Provided data:

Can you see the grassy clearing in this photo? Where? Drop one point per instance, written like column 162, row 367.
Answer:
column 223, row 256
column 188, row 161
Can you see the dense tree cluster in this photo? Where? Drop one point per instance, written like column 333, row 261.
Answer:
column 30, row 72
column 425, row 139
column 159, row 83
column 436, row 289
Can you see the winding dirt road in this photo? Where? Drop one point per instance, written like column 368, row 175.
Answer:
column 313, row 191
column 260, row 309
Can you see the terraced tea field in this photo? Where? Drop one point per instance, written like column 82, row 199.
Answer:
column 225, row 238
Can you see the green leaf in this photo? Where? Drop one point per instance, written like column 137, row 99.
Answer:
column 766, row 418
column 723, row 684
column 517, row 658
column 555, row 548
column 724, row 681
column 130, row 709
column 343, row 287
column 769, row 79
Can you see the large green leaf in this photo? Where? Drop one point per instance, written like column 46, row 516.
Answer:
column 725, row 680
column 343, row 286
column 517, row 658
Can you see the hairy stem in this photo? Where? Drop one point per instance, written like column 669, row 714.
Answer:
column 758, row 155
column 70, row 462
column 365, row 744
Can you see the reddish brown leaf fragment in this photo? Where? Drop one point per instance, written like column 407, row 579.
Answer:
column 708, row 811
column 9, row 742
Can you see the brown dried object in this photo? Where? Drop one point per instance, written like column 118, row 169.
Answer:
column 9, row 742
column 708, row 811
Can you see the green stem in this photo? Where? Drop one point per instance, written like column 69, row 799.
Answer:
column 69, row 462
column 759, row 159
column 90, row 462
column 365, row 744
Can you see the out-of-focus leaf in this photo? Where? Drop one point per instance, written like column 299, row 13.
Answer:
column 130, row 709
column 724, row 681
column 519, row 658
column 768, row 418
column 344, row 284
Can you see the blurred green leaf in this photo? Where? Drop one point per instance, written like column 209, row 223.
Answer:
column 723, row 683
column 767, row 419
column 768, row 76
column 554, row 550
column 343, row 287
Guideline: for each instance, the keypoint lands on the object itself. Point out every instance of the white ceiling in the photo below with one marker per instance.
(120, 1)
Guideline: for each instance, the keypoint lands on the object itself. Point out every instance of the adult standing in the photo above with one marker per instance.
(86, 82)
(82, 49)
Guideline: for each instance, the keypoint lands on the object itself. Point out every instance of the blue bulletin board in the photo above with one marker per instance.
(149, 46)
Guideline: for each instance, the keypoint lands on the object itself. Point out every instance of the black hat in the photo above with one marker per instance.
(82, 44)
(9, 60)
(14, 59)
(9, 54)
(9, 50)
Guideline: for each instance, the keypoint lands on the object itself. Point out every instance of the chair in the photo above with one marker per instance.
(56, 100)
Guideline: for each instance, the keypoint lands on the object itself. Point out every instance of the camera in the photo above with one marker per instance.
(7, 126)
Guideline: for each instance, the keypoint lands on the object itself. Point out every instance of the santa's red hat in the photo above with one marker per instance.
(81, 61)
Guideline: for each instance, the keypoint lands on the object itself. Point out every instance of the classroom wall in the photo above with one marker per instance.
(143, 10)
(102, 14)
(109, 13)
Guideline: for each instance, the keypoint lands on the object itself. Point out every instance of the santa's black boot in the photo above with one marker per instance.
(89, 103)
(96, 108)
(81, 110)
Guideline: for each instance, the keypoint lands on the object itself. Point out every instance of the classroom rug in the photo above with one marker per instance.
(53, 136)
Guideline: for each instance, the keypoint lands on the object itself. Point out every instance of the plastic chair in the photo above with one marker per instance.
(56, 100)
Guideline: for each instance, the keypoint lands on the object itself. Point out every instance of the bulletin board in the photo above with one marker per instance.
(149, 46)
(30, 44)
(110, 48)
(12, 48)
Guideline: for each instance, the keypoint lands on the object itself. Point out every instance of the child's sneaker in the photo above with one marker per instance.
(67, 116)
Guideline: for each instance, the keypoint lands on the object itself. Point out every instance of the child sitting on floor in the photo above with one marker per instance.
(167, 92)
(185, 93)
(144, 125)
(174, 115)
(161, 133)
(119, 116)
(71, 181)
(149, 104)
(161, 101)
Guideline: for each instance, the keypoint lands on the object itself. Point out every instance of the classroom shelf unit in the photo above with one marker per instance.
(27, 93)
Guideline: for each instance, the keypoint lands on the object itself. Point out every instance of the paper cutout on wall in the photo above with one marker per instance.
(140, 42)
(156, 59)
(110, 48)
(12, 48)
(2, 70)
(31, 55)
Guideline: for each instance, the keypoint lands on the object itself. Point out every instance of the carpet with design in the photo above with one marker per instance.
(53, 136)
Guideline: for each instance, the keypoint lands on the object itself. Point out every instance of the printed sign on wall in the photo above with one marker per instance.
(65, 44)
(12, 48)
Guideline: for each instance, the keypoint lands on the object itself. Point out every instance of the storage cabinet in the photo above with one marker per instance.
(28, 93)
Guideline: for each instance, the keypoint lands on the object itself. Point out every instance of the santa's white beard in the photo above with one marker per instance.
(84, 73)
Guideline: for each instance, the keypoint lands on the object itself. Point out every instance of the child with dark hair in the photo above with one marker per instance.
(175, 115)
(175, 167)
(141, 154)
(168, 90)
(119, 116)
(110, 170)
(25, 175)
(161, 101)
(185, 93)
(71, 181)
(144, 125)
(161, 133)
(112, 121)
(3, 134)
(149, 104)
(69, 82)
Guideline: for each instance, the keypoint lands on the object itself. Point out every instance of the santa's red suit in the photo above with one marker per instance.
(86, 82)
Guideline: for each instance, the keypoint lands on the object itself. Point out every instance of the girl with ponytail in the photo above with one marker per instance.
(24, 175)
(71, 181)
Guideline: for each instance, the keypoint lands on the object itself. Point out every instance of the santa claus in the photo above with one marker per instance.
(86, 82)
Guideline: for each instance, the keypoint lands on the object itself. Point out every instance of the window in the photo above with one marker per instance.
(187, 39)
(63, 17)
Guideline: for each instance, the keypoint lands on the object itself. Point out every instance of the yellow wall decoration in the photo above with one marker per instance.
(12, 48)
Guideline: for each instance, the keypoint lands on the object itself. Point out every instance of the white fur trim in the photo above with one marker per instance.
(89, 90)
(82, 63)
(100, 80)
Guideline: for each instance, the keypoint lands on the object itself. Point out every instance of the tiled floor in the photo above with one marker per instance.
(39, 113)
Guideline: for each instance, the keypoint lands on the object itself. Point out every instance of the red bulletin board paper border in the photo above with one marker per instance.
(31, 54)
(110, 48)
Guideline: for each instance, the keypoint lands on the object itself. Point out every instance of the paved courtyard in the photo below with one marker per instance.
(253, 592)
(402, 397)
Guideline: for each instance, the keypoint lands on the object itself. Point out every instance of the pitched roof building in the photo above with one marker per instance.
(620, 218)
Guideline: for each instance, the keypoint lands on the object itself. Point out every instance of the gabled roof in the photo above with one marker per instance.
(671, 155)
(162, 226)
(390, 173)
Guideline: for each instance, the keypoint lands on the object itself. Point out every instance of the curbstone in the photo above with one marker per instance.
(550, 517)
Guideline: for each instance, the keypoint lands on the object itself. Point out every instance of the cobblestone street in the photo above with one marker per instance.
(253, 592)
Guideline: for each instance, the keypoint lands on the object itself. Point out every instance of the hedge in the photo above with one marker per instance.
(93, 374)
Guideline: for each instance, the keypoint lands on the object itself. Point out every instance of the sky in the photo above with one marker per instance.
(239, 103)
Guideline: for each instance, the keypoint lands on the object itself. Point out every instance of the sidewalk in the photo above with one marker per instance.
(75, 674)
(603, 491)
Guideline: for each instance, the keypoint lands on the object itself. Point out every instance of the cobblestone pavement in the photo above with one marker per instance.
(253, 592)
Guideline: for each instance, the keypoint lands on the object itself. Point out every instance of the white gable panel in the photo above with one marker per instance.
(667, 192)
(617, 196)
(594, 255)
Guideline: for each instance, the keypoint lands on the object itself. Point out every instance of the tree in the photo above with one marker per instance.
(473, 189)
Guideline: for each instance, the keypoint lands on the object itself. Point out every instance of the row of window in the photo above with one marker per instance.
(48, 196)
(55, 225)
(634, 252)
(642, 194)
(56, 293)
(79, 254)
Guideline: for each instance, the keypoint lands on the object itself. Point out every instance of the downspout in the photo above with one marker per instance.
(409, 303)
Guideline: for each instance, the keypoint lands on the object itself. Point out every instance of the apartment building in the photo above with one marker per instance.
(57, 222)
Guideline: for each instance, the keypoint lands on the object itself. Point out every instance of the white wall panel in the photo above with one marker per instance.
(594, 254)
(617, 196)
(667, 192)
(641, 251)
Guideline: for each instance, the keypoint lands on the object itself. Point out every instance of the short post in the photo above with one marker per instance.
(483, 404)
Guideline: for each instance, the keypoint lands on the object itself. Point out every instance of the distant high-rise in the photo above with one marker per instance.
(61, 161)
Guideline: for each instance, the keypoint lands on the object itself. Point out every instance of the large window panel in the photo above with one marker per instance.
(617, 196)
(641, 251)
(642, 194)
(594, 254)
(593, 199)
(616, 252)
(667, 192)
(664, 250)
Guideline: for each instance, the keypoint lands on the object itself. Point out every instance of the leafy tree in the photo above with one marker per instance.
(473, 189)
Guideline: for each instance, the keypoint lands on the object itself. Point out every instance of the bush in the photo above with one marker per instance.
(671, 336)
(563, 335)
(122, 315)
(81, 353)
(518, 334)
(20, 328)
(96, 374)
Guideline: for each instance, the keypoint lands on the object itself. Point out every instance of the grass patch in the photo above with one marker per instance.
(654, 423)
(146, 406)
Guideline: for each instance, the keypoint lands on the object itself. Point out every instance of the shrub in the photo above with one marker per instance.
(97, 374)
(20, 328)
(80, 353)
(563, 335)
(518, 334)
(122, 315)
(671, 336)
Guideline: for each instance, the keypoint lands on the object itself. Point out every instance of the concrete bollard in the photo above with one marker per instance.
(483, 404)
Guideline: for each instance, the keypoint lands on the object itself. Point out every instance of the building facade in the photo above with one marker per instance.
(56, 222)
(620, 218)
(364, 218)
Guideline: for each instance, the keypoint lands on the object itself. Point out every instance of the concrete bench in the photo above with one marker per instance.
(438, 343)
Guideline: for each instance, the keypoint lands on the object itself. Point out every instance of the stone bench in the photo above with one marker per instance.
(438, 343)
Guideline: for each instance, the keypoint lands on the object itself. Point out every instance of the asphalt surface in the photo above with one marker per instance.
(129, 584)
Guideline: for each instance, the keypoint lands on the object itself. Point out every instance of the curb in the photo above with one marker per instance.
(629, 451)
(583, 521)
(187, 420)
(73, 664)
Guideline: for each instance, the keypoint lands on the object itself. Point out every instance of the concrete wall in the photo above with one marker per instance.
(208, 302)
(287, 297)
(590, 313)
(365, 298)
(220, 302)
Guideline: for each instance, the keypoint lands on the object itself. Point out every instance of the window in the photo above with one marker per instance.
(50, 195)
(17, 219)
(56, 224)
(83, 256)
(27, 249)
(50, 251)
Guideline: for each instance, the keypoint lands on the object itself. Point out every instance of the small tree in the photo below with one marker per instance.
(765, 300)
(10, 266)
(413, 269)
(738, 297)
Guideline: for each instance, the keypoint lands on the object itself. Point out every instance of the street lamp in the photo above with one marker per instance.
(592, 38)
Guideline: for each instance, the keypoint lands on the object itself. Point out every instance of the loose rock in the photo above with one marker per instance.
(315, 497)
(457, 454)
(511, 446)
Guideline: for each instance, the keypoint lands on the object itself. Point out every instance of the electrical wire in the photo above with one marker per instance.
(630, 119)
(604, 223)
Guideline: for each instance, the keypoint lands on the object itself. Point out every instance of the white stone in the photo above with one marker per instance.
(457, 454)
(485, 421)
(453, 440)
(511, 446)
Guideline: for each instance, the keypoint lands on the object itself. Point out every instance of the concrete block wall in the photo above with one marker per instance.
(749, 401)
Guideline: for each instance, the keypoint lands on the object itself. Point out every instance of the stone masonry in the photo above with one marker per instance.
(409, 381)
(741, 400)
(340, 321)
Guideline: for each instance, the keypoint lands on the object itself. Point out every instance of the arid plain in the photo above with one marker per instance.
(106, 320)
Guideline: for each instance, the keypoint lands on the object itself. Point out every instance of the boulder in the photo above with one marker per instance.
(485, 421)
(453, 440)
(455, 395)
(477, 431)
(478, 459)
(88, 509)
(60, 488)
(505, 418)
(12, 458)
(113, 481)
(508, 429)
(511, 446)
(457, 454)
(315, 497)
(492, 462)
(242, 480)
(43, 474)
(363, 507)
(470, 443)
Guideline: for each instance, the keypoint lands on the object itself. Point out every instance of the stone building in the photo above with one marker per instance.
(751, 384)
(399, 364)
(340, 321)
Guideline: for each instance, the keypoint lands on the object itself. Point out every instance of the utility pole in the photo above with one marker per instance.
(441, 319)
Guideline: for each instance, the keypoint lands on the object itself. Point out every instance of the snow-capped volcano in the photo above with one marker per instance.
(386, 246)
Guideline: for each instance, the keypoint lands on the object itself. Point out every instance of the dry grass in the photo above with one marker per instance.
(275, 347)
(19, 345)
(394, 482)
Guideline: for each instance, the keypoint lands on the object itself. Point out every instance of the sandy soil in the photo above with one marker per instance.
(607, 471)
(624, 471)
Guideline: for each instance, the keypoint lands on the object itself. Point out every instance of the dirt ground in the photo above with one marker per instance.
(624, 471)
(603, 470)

The task:
Look through the material and copy each line that has "stem".

Response for this exercise:
Can you see the hairy stem in this photo? Where? Drop one point per instance, written like column 669, row 714.
Can you see the green stem in this photo? Where? Drop one point per instance, written like column 69, row 799.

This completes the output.